EXERCICES —
#1 Répondez aux questions suivantes à partir de la décision sur les cautionnements.
(a) Quelle part du capital de la société Hôtelière 18 Gobelins Mme [S] détient-elle ?
(b) À quel montant global s'élèvent les prêts souscrits pour les travaux de l'hôtel ?
(c) Quel est le montant de l'engagement total de Mme [S] à l'égard de la Caisse d'épargne ?
#2 Remplacez "premier juge" par "tribunal" dans le passage de la décision sur les cautionnements qui va de "Ce dernier cautionnement, eu" à "l'encontre de celle-ci.", puis donnez ce passage modifié.

DOCUMENT SOURCE —
Mme [S] peut donc se prévaloir de sa situation patrimoniale au 18 juillet 2014 qui n'est pas plus favorable que celle déjà examinée au titre des cautionnements souscrits le 7 janvier 2009. S'agissant des deux biens immobiliers mentionnés dans cette fiche de renseignements, il convient de se reporter à ce qui a été énoncé ci-dessus. S'agissant du fonds de commerce, il n'est pas contesté par la banque que c'est la société Hôtelière 18 Gobelins qui est propriétaire de la totalité des titres de la société Carofftel Gobelins exploitant le fonds de commerce de cet hôtel et que Mme [S] ne détient que 30 % du capital de la société holding Hôtelière 18 Gobelins. En outre, il résulte de chacun des actes de prêt que le fonds de commerce de l'hôtel a été nanti au profit de la Caisse d'épargne. Ainsi, doit être pris en considération l'ensemble des prêts pour un montant global de 2 100 000 euros souscrits pour les travaux d'aménagement, de rénovation et de mise aux normes de l'hôtel en sorte que la participation de Mme [S] dans la société Hôtelière 18 Gobelins qui détient 100 % du capital de la société Carofftel Gobelins, propriétaire dudit fonds de commerce, peut être valorisée au plus à 120 000 euros.

Ce dernier cautionnement, eu égard aux autres cautionnements précédemment souscrits par Mme [S] à l'égard de la Caisse d'épargne, soit un engagement total de 2 690 350 euros, apparaît donc manifestement disproportionné aux biens et revenus de Mme [S] et il n'est pas démontré par la banque que le patrimoine de celle-ci lui permet de faire face à son obligation au moment où elle l'a appelée.

C'est donc à bon droit que le premier juge a dit que les cautionnements souscrits par Mme [S] étaient manifestement disproportionnés et a débouté la banque de ses demandes formulées à l'encontre de celle-ci.

DONNÉES ENREGISTRÉES —
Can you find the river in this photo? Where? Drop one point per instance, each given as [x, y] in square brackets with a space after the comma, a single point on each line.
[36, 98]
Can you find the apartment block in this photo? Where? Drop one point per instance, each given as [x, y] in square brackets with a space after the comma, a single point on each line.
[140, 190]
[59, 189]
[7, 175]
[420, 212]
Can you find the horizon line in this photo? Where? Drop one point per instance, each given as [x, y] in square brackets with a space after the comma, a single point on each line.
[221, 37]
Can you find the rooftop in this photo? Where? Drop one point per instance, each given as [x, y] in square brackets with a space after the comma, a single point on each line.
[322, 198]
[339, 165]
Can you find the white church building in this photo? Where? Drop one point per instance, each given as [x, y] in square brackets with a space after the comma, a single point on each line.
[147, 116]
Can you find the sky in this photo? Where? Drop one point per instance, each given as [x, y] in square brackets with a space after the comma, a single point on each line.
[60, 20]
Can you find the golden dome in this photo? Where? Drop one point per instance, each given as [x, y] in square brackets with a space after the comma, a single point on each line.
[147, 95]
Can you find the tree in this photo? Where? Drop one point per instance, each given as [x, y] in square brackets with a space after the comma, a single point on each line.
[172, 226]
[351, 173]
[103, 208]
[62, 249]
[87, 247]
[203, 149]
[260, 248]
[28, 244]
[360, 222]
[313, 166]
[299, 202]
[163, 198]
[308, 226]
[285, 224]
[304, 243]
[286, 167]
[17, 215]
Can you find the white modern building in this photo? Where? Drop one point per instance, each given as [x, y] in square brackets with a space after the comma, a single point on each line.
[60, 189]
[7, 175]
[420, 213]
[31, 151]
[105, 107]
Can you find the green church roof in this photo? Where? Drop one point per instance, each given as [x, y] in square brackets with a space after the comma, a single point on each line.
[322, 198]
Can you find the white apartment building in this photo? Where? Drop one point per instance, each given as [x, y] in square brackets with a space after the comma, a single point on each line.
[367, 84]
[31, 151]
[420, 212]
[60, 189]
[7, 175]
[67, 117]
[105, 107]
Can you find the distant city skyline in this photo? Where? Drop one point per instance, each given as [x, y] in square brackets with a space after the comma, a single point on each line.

CORRIGÉ —
#1
(a) 30 %
(b) 2 100 000 euros
(c) 2 690 350 euros

#2
Ce dernier cautionnement, eu égard aux autres cautionnements précédemment souscrits par Mme [S] à l'égard de la Caisse d'épargne, soit un engagement total de 2 690 350 euros, apparaît donc manifestement disproportionné aux biens et revenus de Mme [S] et il n'est pas démontré par la banque que le patrimoine de celle-ci lui permet de faire face à son obligation au moment où elle l'a appelée.

C'est donc à bon droit que le tribunal a dit que les cautionnements souscrits par Mme [S] étaient manifestement disproportionnés et a débouté la banque de ses demandes formulées à l'encontre de celle-ci.